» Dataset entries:
Start of Block

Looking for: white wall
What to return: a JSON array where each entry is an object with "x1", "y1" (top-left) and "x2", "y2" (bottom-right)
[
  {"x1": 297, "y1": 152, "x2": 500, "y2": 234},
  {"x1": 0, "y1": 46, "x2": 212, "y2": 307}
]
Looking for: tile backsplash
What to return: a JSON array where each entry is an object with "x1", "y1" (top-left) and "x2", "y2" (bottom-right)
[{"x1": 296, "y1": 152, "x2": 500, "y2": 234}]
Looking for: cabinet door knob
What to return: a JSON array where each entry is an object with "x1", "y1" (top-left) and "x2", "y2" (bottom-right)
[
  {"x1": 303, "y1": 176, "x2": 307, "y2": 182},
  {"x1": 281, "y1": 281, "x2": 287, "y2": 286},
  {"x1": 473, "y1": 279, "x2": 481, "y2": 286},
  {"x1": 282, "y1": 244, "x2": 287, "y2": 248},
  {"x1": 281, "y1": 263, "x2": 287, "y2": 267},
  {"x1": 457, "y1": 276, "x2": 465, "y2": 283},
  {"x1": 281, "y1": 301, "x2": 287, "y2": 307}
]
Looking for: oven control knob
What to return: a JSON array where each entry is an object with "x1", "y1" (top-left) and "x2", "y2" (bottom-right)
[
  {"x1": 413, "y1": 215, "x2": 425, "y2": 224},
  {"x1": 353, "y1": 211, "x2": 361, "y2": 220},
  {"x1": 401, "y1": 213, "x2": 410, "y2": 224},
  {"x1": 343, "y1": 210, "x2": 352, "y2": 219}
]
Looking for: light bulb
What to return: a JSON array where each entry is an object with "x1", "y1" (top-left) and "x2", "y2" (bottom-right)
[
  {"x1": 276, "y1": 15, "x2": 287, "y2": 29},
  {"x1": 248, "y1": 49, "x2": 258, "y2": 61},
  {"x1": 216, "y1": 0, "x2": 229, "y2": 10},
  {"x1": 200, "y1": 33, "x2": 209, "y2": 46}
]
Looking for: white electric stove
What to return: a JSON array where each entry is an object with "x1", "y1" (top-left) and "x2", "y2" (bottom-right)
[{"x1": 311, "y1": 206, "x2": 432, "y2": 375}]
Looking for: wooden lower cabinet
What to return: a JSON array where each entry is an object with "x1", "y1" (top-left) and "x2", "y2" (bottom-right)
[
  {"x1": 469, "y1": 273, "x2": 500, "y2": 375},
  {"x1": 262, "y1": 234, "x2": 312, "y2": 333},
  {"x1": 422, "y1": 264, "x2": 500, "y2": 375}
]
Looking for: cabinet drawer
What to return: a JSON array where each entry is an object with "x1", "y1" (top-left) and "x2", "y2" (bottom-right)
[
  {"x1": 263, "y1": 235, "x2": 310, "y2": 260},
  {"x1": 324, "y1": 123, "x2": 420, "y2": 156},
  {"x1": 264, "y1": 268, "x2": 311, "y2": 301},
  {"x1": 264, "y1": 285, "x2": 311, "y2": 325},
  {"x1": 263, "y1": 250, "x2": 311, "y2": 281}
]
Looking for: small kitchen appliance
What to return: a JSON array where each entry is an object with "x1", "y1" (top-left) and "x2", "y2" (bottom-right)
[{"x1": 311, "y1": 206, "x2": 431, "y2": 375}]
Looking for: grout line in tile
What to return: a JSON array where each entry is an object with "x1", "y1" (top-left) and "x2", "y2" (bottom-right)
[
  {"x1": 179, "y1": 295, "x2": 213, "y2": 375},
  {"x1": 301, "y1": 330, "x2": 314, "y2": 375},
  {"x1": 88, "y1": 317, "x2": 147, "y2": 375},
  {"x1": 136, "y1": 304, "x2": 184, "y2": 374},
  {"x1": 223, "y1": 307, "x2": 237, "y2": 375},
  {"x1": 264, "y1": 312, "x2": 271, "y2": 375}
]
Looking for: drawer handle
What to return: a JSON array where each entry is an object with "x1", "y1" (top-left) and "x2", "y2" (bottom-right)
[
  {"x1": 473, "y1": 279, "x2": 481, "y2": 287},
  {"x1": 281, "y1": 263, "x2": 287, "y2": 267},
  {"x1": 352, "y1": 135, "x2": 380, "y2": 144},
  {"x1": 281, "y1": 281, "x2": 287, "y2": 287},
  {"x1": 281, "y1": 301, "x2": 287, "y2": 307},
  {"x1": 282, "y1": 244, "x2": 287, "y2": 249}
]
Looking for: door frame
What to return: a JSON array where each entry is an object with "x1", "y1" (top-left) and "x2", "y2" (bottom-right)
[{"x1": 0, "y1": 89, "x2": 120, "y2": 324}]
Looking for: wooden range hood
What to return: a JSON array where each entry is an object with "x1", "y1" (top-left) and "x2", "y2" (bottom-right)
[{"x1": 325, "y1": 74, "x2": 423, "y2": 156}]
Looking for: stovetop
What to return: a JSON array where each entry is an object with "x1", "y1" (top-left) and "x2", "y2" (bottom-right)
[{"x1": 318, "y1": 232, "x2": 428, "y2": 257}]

End of Block

» The task:
Using the data above, tally each line that contains "tile". Write only the total.

» Solution for this problem:
2